## What you have to do
Look below for the line that contains "Query: man's nose", then copy it and each following line exactly, through and including the line that contains "Trace every instance of the green grass".

(Entries taken from a collection)

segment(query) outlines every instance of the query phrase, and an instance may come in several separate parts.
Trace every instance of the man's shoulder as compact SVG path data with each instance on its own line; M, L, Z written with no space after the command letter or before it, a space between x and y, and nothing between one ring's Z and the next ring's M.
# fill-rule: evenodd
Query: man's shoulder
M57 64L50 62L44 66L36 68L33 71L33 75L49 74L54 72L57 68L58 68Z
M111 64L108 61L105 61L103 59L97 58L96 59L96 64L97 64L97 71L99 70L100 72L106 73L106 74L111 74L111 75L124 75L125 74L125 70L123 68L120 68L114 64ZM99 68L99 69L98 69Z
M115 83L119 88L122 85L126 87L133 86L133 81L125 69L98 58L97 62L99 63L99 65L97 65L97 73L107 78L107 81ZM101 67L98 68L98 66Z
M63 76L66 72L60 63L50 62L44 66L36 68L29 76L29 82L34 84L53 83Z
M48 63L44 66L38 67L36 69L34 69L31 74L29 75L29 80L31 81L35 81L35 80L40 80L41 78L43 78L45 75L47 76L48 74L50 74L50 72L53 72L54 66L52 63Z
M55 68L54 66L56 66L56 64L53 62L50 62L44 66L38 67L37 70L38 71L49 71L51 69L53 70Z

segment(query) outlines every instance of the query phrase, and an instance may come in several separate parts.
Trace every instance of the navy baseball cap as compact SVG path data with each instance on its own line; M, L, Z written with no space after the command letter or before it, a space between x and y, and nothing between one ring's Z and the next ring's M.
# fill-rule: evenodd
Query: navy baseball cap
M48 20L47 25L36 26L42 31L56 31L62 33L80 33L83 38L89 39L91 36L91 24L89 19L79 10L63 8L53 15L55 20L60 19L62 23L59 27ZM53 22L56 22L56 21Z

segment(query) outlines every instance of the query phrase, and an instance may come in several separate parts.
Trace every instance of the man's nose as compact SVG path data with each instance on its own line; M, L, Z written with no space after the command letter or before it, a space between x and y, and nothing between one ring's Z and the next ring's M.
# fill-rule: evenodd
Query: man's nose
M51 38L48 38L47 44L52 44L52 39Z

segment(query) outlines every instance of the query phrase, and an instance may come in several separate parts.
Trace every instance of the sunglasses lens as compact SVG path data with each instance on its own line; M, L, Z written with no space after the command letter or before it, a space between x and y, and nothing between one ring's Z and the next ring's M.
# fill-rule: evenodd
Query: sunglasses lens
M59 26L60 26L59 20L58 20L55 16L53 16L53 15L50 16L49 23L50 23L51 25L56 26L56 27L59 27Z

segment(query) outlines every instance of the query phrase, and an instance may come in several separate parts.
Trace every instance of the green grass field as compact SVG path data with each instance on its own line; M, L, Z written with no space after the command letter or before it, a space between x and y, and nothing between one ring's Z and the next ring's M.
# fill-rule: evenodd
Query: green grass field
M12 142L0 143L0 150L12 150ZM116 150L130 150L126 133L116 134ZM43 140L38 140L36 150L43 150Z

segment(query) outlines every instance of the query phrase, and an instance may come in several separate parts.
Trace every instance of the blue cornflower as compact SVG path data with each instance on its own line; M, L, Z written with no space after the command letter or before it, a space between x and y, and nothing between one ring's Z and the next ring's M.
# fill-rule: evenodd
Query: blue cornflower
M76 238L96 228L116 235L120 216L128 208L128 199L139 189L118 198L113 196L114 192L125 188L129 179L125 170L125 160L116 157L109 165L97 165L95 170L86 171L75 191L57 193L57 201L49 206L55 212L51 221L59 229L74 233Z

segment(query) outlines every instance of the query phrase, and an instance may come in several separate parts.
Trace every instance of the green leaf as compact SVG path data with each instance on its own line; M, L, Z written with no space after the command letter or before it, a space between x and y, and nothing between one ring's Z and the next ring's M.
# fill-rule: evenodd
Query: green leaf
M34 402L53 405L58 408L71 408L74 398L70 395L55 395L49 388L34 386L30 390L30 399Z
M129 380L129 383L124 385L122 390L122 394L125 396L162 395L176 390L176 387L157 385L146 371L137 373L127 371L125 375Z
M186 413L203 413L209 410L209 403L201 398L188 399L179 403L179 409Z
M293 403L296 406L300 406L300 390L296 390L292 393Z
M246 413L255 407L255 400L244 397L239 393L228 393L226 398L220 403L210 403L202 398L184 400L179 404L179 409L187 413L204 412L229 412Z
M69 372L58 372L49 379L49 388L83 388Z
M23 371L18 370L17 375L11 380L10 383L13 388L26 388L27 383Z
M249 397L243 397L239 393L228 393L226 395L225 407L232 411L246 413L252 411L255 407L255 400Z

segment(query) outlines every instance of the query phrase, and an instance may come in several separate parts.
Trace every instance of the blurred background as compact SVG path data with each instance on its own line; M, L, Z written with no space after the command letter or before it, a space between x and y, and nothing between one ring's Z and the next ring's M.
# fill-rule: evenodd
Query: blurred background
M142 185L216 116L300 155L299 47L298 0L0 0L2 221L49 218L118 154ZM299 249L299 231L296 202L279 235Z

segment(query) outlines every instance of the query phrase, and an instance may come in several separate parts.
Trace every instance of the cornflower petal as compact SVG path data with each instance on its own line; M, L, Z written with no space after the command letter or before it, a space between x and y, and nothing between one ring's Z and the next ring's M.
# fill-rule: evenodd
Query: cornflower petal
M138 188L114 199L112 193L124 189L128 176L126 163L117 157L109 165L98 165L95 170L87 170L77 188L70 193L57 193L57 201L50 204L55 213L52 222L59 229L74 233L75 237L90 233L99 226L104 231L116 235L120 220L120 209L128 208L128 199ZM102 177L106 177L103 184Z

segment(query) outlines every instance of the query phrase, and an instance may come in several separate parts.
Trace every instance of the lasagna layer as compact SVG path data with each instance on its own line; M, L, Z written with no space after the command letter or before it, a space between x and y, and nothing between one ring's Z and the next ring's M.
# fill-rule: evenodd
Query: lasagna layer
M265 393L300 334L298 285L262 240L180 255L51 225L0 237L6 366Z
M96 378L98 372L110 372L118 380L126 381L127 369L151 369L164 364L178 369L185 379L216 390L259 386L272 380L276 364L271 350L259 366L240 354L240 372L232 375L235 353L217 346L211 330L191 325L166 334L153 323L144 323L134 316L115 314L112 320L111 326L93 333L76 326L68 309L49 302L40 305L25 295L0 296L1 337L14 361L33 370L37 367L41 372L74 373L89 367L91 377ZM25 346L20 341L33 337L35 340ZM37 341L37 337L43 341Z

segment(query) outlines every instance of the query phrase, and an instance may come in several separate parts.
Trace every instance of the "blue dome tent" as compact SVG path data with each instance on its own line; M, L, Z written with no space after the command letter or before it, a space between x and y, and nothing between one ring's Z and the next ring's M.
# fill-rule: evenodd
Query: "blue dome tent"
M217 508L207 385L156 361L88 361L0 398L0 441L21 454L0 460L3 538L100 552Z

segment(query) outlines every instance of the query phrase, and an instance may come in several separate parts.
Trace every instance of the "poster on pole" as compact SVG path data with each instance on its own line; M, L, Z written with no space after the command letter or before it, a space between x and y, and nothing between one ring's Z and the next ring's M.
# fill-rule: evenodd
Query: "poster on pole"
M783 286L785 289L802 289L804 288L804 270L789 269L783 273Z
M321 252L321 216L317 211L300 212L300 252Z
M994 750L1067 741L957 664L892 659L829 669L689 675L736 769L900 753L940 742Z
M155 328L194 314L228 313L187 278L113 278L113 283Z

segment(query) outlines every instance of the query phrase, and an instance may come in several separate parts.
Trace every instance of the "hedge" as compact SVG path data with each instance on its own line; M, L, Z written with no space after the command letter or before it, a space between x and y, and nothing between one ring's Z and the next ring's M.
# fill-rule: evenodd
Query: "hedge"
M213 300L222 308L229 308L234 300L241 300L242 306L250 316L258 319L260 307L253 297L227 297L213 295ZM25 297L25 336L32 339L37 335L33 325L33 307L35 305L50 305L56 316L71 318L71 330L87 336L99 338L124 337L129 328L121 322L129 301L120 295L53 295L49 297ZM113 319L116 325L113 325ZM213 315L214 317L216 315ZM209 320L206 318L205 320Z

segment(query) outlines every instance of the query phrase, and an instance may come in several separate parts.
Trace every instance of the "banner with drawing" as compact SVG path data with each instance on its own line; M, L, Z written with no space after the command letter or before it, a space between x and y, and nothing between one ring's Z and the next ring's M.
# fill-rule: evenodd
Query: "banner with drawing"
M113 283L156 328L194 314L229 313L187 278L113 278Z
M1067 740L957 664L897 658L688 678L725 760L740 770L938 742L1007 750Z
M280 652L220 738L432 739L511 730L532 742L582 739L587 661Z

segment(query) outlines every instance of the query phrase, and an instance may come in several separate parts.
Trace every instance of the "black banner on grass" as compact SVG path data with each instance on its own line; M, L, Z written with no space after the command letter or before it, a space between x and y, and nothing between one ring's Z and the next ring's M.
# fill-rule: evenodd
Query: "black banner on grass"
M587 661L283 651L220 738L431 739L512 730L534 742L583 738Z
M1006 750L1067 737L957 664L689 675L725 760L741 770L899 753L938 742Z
...
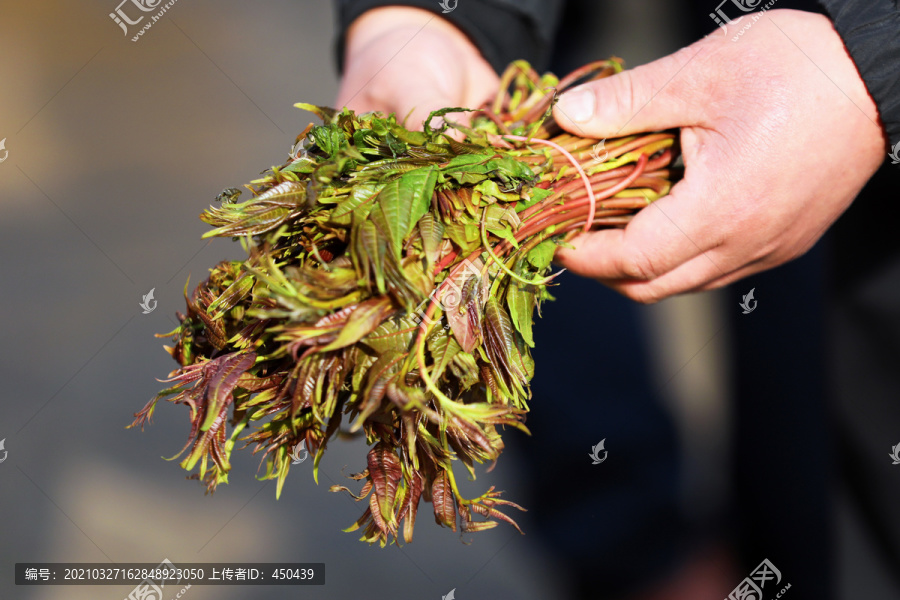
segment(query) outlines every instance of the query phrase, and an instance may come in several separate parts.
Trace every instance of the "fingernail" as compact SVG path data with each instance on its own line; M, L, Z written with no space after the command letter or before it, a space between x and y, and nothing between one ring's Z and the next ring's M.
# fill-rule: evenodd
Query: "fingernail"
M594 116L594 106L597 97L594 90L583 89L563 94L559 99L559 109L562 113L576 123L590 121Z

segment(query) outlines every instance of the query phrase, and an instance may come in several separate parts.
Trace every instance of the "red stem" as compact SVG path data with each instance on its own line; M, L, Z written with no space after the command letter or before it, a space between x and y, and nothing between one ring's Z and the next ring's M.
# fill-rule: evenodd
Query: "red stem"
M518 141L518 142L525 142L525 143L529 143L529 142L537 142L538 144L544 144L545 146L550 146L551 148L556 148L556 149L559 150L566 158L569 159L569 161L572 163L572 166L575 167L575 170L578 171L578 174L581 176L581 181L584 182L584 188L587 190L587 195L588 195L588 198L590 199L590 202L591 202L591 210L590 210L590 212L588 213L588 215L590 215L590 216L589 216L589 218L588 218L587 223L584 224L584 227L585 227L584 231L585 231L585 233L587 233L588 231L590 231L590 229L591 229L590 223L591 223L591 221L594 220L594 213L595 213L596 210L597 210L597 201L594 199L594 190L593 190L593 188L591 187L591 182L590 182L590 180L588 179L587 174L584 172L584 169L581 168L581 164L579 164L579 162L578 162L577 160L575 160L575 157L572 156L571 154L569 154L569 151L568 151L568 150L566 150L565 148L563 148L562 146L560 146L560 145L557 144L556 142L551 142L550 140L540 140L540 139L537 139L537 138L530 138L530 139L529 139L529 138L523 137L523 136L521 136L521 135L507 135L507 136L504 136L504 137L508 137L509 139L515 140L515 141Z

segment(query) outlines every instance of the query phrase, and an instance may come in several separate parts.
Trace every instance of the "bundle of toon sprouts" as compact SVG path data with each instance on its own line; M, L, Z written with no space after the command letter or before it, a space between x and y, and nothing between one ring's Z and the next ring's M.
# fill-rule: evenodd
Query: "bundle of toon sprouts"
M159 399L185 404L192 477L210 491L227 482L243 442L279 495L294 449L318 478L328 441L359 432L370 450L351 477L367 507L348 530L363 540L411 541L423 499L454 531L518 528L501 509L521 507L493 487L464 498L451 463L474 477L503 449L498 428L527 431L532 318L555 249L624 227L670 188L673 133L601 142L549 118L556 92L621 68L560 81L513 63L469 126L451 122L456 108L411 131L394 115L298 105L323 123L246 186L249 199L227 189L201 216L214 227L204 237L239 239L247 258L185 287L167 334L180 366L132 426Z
* * *
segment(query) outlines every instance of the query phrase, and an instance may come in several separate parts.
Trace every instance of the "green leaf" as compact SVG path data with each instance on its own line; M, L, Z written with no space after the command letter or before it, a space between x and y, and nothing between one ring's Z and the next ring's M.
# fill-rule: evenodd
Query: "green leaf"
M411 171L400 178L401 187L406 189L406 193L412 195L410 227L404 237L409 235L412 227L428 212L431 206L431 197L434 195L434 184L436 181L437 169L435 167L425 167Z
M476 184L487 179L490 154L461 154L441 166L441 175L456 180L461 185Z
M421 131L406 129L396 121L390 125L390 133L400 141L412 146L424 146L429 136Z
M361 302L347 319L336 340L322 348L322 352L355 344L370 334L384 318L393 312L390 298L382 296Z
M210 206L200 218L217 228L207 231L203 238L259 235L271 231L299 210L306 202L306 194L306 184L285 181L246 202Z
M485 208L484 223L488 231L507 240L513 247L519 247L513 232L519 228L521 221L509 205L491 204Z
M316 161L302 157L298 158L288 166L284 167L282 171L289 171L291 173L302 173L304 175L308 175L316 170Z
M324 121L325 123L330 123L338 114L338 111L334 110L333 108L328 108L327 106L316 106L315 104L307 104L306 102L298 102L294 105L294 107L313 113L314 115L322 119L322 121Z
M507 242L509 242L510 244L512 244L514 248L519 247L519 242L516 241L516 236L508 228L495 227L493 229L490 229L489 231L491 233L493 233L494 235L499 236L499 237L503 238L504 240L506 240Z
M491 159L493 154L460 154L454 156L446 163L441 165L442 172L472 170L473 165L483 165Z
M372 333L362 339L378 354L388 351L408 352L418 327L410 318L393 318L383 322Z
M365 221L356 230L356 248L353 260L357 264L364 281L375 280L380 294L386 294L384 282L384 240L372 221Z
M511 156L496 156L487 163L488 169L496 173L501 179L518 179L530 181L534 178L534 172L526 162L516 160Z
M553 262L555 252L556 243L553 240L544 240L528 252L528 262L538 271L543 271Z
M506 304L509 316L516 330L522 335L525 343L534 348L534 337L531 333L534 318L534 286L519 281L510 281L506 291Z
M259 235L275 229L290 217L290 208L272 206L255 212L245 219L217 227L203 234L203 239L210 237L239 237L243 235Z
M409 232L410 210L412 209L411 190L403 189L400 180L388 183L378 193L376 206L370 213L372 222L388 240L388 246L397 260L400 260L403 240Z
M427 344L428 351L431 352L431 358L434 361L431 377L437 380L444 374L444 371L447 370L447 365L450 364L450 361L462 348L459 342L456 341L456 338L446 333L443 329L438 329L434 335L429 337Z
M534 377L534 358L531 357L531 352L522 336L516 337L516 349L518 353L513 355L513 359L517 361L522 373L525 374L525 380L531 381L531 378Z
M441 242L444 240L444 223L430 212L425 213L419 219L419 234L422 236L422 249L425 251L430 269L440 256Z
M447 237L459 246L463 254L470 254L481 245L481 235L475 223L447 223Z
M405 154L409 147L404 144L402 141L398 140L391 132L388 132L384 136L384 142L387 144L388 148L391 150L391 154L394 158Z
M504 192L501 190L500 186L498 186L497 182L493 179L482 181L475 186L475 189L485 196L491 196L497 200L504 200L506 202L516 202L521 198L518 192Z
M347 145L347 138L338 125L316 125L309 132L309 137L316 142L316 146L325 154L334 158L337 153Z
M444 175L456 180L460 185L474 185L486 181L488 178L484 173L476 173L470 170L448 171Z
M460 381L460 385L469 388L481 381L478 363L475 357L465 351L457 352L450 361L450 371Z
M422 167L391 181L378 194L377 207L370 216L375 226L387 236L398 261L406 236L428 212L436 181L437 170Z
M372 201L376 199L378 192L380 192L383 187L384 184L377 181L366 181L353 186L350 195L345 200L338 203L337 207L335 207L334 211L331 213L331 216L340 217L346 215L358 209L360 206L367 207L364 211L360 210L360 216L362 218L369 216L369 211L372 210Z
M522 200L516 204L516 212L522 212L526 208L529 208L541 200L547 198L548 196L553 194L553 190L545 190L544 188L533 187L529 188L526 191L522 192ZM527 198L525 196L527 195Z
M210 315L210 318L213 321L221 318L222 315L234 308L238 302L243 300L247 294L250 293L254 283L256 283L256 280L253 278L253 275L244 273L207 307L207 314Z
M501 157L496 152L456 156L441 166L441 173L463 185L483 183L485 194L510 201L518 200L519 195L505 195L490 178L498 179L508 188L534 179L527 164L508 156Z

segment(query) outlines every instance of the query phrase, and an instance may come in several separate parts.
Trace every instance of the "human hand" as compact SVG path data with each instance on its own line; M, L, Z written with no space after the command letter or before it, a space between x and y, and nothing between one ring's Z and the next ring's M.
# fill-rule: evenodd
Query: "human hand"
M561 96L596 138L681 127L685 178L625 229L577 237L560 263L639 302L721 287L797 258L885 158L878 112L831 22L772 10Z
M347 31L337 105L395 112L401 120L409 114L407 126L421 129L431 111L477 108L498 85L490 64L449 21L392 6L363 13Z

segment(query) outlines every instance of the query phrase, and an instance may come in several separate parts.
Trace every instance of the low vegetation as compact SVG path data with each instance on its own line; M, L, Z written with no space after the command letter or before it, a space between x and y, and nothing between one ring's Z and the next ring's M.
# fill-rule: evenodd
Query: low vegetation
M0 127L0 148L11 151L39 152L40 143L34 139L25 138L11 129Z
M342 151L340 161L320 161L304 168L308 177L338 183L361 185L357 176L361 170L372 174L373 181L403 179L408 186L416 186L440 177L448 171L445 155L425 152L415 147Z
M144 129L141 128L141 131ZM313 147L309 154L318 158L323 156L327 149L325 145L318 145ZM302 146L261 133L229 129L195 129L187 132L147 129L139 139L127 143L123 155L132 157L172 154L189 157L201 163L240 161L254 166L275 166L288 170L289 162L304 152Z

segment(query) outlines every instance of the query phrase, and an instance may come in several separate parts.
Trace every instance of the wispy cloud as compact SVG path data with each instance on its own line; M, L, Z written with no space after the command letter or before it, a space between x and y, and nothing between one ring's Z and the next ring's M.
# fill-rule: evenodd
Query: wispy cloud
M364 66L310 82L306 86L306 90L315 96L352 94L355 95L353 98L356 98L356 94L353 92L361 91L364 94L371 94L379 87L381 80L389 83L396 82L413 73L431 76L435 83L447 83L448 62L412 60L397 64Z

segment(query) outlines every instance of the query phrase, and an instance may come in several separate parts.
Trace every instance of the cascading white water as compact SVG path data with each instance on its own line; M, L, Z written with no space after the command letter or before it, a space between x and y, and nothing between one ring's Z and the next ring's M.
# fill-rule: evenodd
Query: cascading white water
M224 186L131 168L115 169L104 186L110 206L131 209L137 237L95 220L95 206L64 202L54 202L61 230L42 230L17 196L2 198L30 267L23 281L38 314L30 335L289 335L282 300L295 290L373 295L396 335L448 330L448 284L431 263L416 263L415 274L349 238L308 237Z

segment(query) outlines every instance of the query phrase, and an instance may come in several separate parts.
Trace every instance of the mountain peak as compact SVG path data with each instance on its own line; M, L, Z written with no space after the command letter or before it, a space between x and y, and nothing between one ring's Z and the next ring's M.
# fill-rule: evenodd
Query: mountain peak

## Answer
Query: man's nose
M51 38L48 38L47 44L52 44L52 39Z

segment(query) outlines every instance of the query phrase, and an instance may come in several separate parts.
Trace every instance of the sunglasses lens as compact SVG path data with each instance on its own line; M, L, Z written with no space after the command letter or before it, a space between x and y, and nothing between one ring's Z and the next ring's M.
# fill-rule: evenodd
Query: sunglasses lens
M59 26L60 26L59 20L58 20L55 16L53 16L53 15L50 16L49 23L50 23L51 25L56 26L56 27L59 27Z

segment(query) outlines every instance of the query phrase, and an instance may come in several separate parts.
Trace every instance of the green grass field as compact SVG path data with each instance on its own line; M, L, Z written with no space after the command letter or before it, a space between x and y, and nothing between one ring's Z and the next ring's M.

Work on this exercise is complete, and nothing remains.